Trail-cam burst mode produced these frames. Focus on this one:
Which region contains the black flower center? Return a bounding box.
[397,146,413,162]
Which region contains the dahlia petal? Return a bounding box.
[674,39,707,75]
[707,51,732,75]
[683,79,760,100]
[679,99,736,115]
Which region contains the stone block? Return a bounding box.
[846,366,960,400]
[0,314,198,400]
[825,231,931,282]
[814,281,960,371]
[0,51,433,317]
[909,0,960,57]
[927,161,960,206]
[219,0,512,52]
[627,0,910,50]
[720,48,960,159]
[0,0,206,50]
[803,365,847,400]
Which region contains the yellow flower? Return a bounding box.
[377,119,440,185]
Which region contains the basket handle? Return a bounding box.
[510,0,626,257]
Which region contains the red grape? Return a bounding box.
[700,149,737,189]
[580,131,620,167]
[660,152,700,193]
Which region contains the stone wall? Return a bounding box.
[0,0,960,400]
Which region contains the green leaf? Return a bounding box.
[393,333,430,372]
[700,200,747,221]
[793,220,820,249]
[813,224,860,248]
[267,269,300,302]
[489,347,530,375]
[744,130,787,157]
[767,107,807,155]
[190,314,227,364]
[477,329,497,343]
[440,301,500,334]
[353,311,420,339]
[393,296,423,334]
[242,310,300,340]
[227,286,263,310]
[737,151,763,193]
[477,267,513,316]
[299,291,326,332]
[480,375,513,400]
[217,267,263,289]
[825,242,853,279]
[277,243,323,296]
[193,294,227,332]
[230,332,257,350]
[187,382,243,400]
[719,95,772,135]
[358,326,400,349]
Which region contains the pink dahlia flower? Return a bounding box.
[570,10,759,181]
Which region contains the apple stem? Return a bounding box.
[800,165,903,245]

**YOUR OBJECTIVE:**
Keep only the rows above that contain the string "contains", treating uppercase and lowercase as different, and copy each of those rows in full.

**TASK ANSWER:**
Which region contains the black flower center? Return a bounding box.
Which region contains the dahlia petal? Return a bounding box.
Which region contains the stone block? Return a bounding box.
Which region contains the yellow flower? Return a bounding box.
Which region contains the basket handle? Return a bounding box.
Which region contains the red grape? Return a bounding box.
Which region contains the stone wall? Return a bounding box.
Which region contains the green leaf? Return a bounding box.
Which region contains the pink dahlia flower? Return a bounding box.
Which region contains the apple stem? Return a bounding box.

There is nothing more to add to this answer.